** Aim **
Rewrite the items from the line containing "For the benchmark, point to the dry" down to the end of the items, both ends included and requests included. Multiply every point coordinate in the answers by 1.45 and round to whole numbers, with halves rounding up. Keep the numbers in the requests and their format samples unchanged, and return only these lines.

** Input records **
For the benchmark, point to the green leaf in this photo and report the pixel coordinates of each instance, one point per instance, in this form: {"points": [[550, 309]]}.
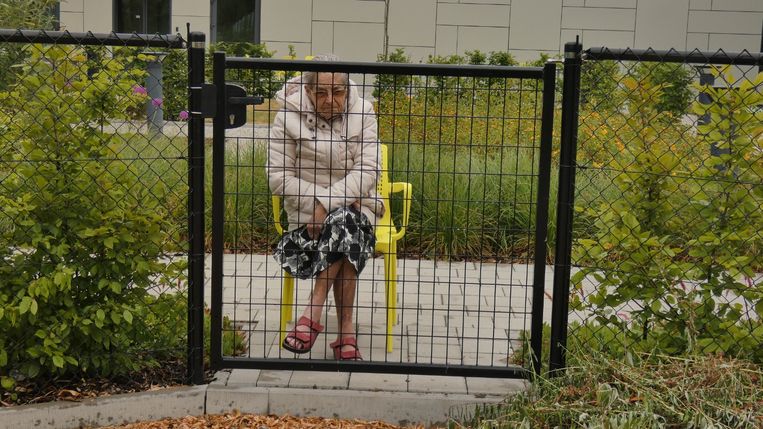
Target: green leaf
{"points": [[58, 361], [7, 383], [26, 302]]}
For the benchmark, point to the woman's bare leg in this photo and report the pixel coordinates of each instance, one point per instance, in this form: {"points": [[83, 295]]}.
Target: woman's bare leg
{"points": [[344, 295], [313, 310]]}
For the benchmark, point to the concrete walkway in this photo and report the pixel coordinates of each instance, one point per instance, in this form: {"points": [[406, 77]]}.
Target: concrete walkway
{"points": [[458, 314]]}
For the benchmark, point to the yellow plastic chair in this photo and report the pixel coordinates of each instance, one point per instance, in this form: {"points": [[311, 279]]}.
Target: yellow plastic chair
{"points": [[387, 235]]}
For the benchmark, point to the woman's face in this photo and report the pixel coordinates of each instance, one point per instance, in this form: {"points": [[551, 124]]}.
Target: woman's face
{"points": [[329, 95]]}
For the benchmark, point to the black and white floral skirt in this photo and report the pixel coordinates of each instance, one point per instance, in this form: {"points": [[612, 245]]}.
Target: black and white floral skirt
{"points": [[345, 233]]}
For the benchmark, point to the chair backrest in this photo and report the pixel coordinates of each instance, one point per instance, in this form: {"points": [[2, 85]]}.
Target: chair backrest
{"points": [[383, 188]]}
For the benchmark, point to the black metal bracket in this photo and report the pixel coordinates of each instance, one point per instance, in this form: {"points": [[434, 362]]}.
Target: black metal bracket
{"points": [[236, 102], [208, 98]]}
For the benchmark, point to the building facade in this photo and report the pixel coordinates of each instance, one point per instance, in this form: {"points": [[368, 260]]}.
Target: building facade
{"points": [[357, 29]]}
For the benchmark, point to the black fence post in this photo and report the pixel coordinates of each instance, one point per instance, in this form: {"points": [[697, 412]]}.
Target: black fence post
{"points": [[564, 210], [541, 215], [196, 50], [218, 201]]}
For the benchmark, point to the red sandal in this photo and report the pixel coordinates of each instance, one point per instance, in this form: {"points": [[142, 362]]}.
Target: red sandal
{"points": [[348, 354], [306, 339]]}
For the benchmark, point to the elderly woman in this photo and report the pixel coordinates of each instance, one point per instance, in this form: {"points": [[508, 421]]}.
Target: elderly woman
{"points": [[323, 158]]}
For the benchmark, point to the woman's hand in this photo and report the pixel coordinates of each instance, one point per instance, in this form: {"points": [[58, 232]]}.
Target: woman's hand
{"points": [[319, 216]]}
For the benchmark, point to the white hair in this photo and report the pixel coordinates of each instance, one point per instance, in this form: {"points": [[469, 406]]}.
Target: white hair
{"points": [[311, 78]]}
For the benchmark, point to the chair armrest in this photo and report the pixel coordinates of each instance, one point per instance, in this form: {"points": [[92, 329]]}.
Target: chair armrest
{"points": [[277, 213], [407, 190]]}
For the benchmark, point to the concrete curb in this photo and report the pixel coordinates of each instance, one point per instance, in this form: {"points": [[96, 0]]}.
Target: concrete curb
{"points": [[393, 407]]}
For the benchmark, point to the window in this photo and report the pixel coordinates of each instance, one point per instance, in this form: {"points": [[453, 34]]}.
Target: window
{"points": [[236, 21], [142, 16]]}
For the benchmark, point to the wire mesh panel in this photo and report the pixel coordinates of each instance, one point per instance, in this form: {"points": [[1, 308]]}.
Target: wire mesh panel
{"points": [[403, 198], [668, 228], [93, 186]]}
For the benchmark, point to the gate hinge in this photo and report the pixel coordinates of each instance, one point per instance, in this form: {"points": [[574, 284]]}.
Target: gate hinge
{"points": [[237, 100]]}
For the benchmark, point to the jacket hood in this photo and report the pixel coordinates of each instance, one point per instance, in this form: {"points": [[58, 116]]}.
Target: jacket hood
{"points": [[293, 97]]}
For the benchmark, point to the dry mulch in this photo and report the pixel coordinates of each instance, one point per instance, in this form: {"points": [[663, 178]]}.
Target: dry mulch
{"points": [[167, 374], [247, 421]]}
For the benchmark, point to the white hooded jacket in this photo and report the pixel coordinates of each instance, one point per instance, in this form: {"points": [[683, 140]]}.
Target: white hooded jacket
{"points": [[310, 159]]}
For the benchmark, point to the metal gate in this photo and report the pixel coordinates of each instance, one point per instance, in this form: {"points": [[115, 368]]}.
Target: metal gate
{"points": [[462, 291]]}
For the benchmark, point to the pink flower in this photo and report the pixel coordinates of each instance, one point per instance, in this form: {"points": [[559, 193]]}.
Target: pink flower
{"points": [[137, 89]]}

** Response **
For the benchmark, point to the dry mulch in this photo and report the pixel coordinates of each instance, one point per instance, in this form: {"points": [[663, 178]]}.
Target: dry mulch
{"points": [[242, 542], [358, 610]]}
For the benchmark, point to the white hooded jacket in this photo and report the pixel coordinates of each instance, one point per instance, in this form: {"points": [[683, 140]]}.
Target: white hooded jacket
{"points": [[450, 231]]}
For the benchmark, point to the metal gate in this photo and report the pixel coordinates of each instance, one point per instance, in this form: {"points": [[115, 368]]}.
Target: metal gate
{"points": [[670, 422]]}
For the benchmark, point to the pink flower in this photo and report the pixel coordinates of each instance, one point per instance, in this form: {"points": [[559, 193]]}.
Target: pink flower
{"points": [[199, 129]]}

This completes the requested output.